◆ Directions for this task:
Copy every row below word for word, omitting the pictures.

◆ Data in this exercise:
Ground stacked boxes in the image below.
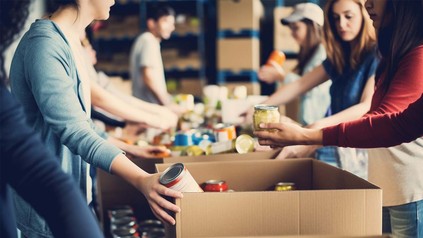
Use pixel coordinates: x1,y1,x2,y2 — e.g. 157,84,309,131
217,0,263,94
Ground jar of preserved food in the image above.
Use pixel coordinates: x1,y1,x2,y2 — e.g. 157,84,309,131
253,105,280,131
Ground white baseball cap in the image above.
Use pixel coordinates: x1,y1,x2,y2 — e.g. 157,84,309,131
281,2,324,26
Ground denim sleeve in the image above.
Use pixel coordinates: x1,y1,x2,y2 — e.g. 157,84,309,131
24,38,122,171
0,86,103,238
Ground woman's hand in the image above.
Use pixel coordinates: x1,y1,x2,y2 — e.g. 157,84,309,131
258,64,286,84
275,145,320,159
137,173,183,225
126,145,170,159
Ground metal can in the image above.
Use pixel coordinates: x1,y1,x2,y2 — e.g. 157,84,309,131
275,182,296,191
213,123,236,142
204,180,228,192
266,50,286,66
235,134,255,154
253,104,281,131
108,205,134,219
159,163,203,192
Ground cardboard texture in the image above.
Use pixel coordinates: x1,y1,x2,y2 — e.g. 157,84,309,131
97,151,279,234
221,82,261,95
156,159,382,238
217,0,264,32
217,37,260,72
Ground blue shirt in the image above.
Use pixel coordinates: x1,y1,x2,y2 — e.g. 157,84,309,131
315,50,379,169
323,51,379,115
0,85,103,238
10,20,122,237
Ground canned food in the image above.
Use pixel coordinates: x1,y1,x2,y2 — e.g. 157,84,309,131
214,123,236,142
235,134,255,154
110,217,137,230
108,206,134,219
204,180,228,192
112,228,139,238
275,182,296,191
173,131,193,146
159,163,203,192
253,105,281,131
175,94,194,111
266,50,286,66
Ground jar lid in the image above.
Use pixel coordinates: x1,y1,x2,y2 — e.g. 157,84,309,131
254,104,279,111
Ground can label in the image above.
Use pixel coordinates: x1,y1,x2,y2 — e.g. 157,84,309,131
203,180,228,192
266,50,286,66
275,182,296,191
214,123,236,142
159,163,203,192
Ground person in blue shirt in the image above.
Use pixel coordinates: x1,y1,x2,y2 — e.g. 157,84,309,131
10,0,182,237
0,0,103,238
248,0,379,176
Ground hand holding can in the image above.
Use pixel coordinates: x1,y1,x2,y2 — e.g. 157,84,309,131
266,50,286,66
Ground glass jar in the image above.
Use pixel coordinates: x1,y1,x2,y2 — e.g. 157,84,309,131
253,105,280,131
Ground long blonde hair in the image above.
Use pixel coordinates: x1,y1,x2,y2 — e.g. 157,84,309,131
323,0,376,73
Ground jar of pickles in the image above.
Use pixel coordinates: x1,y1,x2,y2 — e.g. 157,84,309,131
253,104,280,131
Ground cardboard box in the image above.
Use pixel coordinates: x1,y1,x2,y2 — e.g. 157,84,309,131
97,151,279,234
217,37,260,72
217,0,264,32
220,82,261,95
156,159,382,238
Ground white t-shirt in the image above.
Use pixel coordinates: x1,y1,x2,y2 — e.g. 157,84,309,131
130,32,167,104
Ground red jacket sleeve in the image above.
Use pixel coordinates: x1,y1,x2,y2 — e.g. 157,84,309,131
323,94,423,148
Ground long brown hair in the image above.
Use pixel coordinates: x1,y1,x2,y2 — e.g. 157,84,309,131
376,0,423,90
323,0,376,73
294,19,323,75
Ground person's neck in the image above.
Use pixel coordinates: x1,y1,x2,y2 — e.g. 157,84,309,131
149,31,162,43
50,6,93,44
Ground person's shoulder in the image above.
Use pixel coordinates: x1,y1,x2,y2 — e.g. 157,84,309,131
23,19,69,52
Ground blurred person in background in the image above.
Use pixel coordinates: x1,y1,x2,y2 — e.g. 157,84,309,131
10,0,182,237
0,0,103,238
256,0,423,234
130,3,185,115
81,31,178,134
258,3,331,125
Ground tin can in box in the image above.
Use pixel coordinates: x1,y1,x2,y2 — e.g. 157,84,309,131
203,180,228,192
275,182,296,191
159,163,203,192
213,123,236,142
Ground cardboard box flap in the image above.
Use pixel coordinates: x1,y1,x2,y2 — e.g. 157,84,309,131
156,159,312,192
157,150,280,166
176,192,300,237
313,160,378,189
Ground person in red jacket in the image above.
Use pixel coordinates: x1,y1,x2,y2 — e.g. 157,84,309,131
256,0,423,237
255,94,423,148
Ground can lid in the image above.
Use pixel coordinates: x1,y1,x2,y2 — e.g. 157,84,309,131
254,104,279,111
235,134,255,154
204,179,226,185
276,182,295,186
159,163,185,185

◆ Task response:
Ground stacked boxes in the image below.
Use pixel coordinates: x1,y1,x2,y2 — e.g. 157,84,309,131
217,0,263,94
Ground jar of preserved food in the image above.
Use pixel coordinates: x1,y1,x2,y2 — e.g. 157,84,309,131
253,105,280,131
Ground white baseball cap in the image above.
Use pixel coordinates: x1,y1,x2,y2 — e.g. 157,84,309,131
281,2,324,26
Ground denim sleeve in the image above.
Use pixel coordinates: x1,y1,x2,y2 — e.g. 157,84,309,131
24,38,122,171
0,86,103,238
Ground woman's hand in the image above.
Use pixel coordinates: x1,y1,x2,y2 — e.g. 157,84,309,131
258,64,286,84
275,145,320,159
137,173,183,225
126,145,170,159
Ground metal can in the image above.
Use pixel coordinates: x1,y1,x2,y2 — e.g. 157,84,309,131
275,182,296,191
213,123,236,142
204,180,228,192
266,50,286,66
235,134,255,154
253,104,281,131
108,205,134,219
159,163,203,192
Ground cardboard texture in the image above.
Use pixel coordinates: x1,y1,x2,y2 — e.g. 157,84,309,131
97,151,279,234
221,82,261,95
156,159,382,238
217,0,264,32
217,37,260,72
Ground blue shirt in the image above.
Use pixel coordinates: x1,y1,x2,y2 — e.g. 157,84,309,131
315,50,379,169
323,51,379,115
0,85,103,238
10,20,122,237
Ground canned food in the image above.
Use pixel coordinates: x1,y1,x2,y2 — e.g. 157,84,309,131
214,123,236,142
235,134,255,154
110,217,137,230
108,206,134,219
204,180,228,192
112,228,139,238
275,182,296,191
173,131,193,146
159,163,203,192
253,105,281,131
175,94,194,111
266,50,286,66
Ground jar lid in the image above.
Use pixel coordinates: x1,y1,x2,y2 — e.g. 157,84,309,131
254,104,279,111
Ground can label in the image above.
Use pixel coordinates: x1,y1,x2,y2 — e.g. 157,84,309,131
203,180,228,192
266,50,286,66
275,182,296,191
214,123,236,142
159,163,203,192
Ground person in blue shirt in the image above.
Use pixel coordinates: x1,y1,x2,y2 — e.g. 157,84,309,131
10,0,182,237
0,0,103,238
248,0,379,176
Ground hand holding can in the image above.
Use pixel coordinates: x1,y1,x2,y2 — e.g. 157,84,309,131
266,50,286,66
Ground glass jar in the image above.
Use pixel coordinates: x1,y1,x2,y2 — e.g. 157,84,309,131
253,105,280,131
Ground long blonde hair in the image above.
Use pixel coordinates: x1,y1,x2,y2 — e.g. 157,84,309,131
323,0,376,73
Ground jar of pickles in the image above.
Use pixel coordinates: x1,y1,x2,y2 — e.g. 157,84,309,131
253,104,280,131
Ground cardboard box in the image above.
Use pixel coordinates: x1,y1,x2,y2 — e.g. 157,84,309,131
97,151,279,234
217,37,260,72
217,0,264,32
220,82,261,95
156,159,382,238
Ground white t-shirt in the image above.
Use pixel coordinates: x1,y1,x2,y2 — e.g. 157,84,309,131
130,32,167,104
Ground red jacket sleeve in the image above.
Use pixel coordinates: x1,y1,x2,y2 — e.g. 157,84,309,131
323,94,423,148
Ground long brown hair in the image above.
Use pixel coordinates: x1,y1,x2,y2 — e.g. 157,84,309,131
376,0,423,90
323,0,376,73
294,19,323,75
Ground person's neck in the image above.
Use pixel coordinates: x1,y1,x2,y2 — e.g. 157,84,309,131
149,31,162,43
50,6,93,44
Ground person's shoulder in the image above.
Use pixel coordinates: x1,y1,x2,y2 — e.g. 157,84,309,131
23,19,69,52
Ground blurred person in background in the image above.
Use pixel coordinates: x1,y1,x2,y2 — e.g. 157,84,309,131
10,0,182,237
0,0,103,238
256,0,423,234
130,3,185,115
81,31,178,134
258,3,331,125
Ground tin can in box in the image above.
Use pixel coordinates: x1,y1,x2,y2 — e.g. 157,84,309,131
203,180,228,192
275,182,296,191
159,163,203,192
213,123,236,142
Ground cardboard box flap in the image above.
Use pixel coordinates: x1,y1,x2,y2 — e.g. 157,84,309,131
156,159,312,192
157,150,280,166
176,192,300,237
313,160,378,189
Ground person in red jacket in the image above.
Use pixel coordinates: x1,y1,x2,y2 — e.g. 157,84,309,131
256,0,423,237
255,94,423,148
Ground can lid in the image above.
Use pixel coordinates: x1,y1,x2,y2 — e.g. 157,84,309,131
254,104,279,111
235,134,255,154
204,179,226,185
276,182,295,186
159,163,185,185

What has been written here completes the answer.